ASSIGNMENT: Set the following entries down again exactly, line by line.

Referring expression data
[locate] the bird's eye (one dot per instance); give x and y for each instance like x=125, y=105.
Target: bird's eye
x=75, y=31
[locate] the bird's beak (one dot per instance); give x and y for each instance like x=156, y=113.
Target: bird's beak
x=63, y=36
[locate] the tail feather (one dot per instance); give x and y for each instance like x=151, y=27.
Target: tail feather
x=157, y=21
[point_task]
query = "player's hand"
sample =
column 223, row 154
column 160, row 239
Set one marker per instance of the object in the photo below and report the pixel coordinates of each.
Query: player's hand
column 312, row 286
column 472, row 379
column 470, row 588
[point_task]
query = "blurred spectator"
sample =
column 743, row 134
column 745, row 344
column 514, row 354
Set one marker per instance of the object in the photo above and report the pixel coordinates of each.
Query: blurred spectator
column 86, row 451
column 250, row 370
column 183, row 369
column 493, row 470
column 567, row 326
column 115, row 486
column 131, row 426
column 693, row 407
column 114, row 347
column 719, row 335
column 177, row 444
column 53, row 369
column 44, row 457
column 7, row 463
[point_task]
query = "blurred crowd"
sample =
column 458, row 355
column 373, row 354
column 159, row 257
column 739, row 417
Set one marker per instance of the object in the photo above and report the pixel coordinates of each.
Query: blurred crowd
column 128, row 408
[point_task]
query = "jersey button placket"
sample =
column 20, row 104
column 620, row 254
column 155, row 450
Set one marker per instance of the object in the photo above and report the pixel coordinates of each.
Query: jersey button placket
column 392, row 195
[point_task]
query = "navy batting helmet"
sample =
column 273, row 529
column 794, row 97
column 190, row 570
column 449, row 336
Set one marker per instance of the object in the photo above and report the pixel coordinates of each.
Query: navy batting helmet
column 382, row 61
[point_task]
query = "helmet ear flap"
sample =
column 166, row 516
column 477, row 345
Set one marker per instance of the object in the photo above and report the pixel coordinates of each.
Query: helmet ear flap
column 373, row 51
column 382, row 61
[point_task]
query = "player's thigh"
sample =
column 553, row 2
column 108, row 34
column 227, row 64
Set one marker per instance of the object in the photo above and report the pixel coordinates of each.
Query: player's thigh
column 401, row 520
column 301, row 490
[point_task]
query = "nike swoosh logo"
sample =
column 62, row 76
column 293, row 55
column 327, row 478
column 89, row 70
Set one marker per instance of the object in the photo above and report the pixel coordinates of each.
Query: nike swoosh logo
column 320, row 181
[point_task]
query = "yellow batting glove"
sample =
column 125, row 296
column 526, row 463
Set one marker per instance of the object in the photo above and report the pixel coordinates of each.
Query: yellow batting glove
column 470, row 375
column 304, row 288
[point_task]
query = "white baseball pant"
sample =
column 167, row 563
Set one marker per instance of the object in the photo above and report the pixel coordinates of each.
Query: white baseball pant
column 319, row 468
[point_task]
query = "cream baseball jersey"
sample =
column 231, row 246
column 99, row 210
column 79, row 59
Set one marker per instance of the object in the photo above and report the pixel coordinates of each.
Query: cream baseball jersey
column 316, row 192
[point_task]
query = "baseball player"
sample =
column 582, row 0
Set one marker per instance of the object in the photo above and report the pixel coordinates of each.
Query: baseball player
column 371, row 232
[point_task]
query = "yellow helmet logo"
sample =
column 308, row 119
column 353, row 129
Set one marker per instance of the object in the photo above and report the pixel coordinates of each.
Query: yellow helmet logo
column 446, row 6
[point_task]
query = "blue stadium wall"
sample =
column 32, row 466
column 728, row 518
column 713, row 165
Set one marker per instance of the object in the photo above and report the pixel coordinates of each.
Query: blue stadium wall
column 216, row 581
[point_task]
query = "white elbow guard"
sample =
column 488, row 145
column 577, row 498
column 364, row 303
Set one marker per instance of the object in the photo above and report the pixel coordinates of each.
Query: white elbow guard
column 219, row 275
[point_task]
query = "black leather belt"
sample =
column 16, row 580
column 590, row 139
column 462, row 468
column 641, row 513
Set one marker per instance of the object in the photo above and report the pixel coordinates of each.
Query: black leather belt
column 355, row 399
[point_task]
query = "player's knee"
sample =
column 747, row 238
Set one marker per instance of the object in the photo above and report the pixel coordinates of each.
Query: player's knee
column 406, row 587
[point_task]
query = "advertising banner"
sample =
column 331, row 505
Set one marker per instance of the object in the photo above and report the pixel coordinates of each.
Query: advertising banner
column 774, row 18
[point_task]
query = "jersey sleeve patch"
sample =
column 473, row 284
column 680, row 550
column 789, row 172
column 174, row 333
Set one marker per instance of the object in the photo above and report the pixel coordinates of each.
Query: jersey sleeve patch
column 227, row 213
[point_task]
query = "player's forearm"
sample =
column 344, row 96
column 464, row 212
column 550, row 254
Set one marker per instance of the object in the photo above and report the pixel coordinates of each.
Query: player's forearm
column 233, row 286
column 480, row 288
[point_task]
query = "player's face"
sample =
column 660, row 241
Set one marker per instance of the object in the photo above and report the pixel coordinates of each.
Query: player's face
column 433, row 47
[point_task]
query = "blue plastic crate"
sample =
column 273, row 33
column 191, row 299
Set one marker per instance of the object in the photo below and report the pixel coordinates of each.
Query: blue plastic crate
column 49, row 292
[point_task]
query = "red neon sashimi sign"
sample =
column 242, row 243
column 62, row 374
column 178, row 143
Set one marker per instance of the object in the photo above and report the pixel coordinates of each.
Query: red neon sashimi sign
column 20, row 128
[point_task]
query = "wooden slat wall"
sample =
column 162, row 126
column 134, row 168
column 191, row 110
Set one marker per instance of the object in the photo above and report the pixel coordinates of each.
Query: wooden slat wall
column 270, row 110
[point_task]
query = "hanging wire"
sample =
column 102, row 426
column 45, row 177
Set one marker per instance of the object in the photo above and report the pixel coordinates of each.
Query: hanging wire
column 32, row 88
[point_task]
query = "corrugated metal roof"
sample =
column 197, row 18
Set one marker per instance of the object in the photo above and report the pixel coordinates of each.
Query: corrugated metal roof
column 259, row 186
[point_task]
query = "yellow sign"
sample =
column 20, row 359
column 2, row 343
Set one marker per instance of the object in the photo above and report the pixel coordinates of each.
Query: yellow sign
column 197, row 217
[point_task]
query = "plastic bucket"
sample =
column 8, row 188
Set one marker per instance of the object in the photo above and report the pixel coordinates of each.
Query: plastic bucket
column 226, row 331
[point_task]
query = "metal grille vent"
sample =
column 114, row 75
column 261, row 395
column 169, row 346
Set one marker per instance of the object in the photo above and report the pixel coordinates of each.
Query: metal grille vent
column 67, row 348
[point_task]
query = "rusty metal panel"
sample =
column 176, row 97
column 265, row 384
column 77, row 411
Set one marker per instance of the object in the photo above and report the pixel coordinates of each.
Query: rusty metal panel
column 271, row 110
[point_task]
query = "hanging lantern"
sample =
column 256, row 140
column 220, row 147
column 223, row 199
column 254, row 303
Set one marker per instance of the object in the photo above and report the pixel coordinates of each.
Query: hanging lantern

EXERCISE RESULT:
[locate] the bird's eye (one dot per instance); give x and y for each instance like x=125, y=105.
Target: bird's eye
x=75, y=31
[locate] the bird's beak (one dot per instance); give x and y for each instance like x=156, y=113.
Target: bird's beak
x=63, y=36
[locate] the tail feather (one dot per instance); give x and y for each instance like x=151, y=27.
Target: tail feather
x=157, y=21
[point_task]
query = "player's hand"
sample =
column 223, row 154
column 160, row 239
Set one marker per instance of the object in the photo below and report the pixel coordinates of each.
Query: player's hand
column 312, row 286
column 472, row 379
column 470, row 588
[point_task]
query = "blurred spectator"
sample =
column 743, row 134
column 745, row 344
column 514, row 354
Set one marker per instance of the object in the photo above and report the pixel coordinates of each.
Query: blurred spectator
column 86, row 451
column 250, row 370
column 183, row 369
column 493, row 470
column 567, row 326
column 115, row 486
column 131, row 426
column 693, row 407
column 114, row 347
column 719, row 335
column 177, row 444
column 53, row 369
column 44, row 457
column 7, row 463
[point_task]
query = "blurred crowd"
sample =
column 458, row 355
column 373, row 354
column 159, row 257
column 739, row 417
Set one marker per instance of the object in the photo above and report the pixel coordinates of each.
Query: blurred crowd
column 128, row 408
[point_task]
query = "jersey button placket"
sample =
column 20, row 104
column 620, row 254
column 155, row 450
Set one marker per instance of the object in the photo above and report the pixel coordinates of each.
Query: jersey button placket
column 392, row 195
[point_task]
query = "navy batting helmet"
sample =
column 273, row 529
column 794, row 97
column 190, row 570
column 449, row 336
Set one marker per instance of the object in the photo above and report the pixel coordinates of each.
Query: navy batting helmet
column 382, row 61
[point_task]
query = "helmet ear flap"
sample =
column 166, row 516
column 477, row 345
Set one marker per instance of the object in the photo above and report the pixel coordinates of each.
Query: helmet ear flap
column 373, row 51
column 382, row 61
[point_task]
query = "player's thigh"
sample =
column 553, row 2
column 108, row 34
column 227, row 64
Set one marker per instance of the object in the photo above and report the pixel coordinates of each.
Query: player's thigh
column 401, row 520
column 301, row 490
[point_task]
query = "nike swoosh logo"
sample =
column 62, row 76
column 293, row 55
column 327, row 478
column 89, row 70
Set one marker per instance of the object in the photo above and report the pixel coordinates of each.
Query: nike swoosh logo
column 320, row 181
[point_task]
query = "yellow batting glove"
sample =
column 125, row 296
column 526, row 463
Set one marker per instance of the object in the photo above and report the pixel coordinates of each.
Query: yellow batting glove
column 470, row 375
column 304, row 288
[point_task]
query = "white baseball pant"
sample =
column 167, row 563
Set one marker per instance of the object in the photo above and report the pixel coordinates of each.
Query: white baseball pant
column 319, row 468
[point_task]
query = "cream baseball jersey"
sample =
column 231, row 246
column 99, row 210
column 79, row 59
Set one marker per instance of the object in the photo above and report the pixel coordinates of each.
Query: cream baseball jersey
column 316, row 192
[point_task]
query = "baseball player"
sample =
column 582, row 0
Set one marker per instance of the object in the photo above and report the pixel coordinates of each.
Query: baseball player
column 371, row 232
[point_task]
query = "yellow helmet logo"
sample =
column 308, row 119
column 353, row 129
Set one marker per instance of the object in the photo above and report the pixel coordinates of each.
Query: yellow helmet logo
column 446, row 6
[point_task]
query = "blue stadium wall"
sample =
column 32, row 466
column 728, row 518
column 713, row 165
Set one marker per instance of the object in the photo above and report the pixel coordinates of each.
Query: blue stadium wall
column 216, row 581
[point_task]
query = "white elbow guard"
sample =
column 488, row 145
column 577, row 498
column 364, row 303
Set one marker per instance of the object in the photo above and report the pixel coordinates of each.
Query: white elbow guard
column 219, row 275
[point_task]
query = "black leather belt"
sample =
column 16, row 580
column 590, row 139
column 462, row 468
column 641, row 513
Set one marker per instance of the object in the photo above and report the pixel coordinates of each.
Query: black leather belt
column 355, row 399
[point_task]
query = "player's knee"
sample =
column 747, row 238
Set one marker per instance of the object in the photo above and report the pixel coordinates of each.
Query: player's knee
column 406, row 587
[point_task]
query = "advertising banner"
sample =
column 331, row 505
Set one marker per instance of the object in the photo above and report the pixel coordinates of each.
Query: advertising banner
column 774, row 18
[point_task]
query = "jersey sleeve patch"
sample =
column 473, row 284
column 680, row 550
column 789, row 172
column 174, row 333
Set one marker per instance of the object in the photo above and report the pixel coordinates of each.
Query: jersey sleeve patch
column 227, row 213
[point_task]
query = "player's forearm"
sample =
column 344, row 96
column 464, row 212
column 550, row 254
Set one marker per instance of the object in the photo above and report the pixel coordinates of each.
Query: player's forearm
column 233, row 286
column 480, row 288
[point_task]
query = "player's face"
sample =
column 660, row 241
Set one marker per instance of the object in the photo above and report the pixel coordinates of each.
Query: player's face
column 433, row 47
[point_task]
query = "blue plastic crate"
sample =
column 273, row 33
column 191, row 299
Set one marker per instance of the object in the photo below and report the pixel coordinates of each.
Query: blue plastic crate
column 49, row 292
[point_task]
query = "red neon sashimi sign"
sample =
column 242, row 243
column 62, row 374
column 178, row 143
Set one marker per instance of the object in the photo above and report the pixel coordinates of each.
Query: red neon sashimi sign
column 20, row 128
[point_task]
query = "wooden slat wall"
sample =
column 162, row 126
column 134, row 168
column 191, row 110
Set one marker per instance of the object in the photo above and report the pixel coordinates of each.
Query: wooden slat wall
column 270, row 110
[point_task]
query = "hanging wire"
sample =
column 102, row 426
column 45, row 177
Set one marker per instance of the object in the photo above and report the pixel coordinates of each.
Query: hanging wire
column 32, row 88
[point_task]
query = "corrugated metal roof"
sample =
column 197, row 18
Set one marker per instance of the object in the photo above and report the pixel coordinates of each.
Query: corrugated metal roof
column 259, row 186
[point_task]
query = "yellow sign"
sample =
column 20, row 359
column 2, row 343
Set one marker per instance of the object in the photo above and report the pixel coordinates of each.
Query: yellow sign
column 197, row 217
[point_task]
query = "plastic bucket"
sample =
column 8, row 188
Set one marker per instance of the object in the photo above and report the pixel coordinates of each.
Query: plastic bucket
column 226, row 331
[point_task]
query = "metal grille vent"
sample =
column 114, row 75
column 261, row 395
column 169, row 346
Set one marker per instance of the object in the photo above and report the pixel coordinates of each.
Query: metal grille vent
column 67, row 348
[point_task]
query = "rusty metal panel"
sample =
column 176, row 97
column 265, row 384
column 77, row 411
Set one marker per instance of the object in the photo above and report the pixel coordinates of each.
Query: rusty metal panel
column 271, row 110
[point_task]
query = "hanging lantern"
sample =
column 256, row 140
column 220, row 147
column 223, row 199
column 254, row 303
Set one marker per instance of the object in the photo above and report the pixel coordinates of each.
Query: hanging lantern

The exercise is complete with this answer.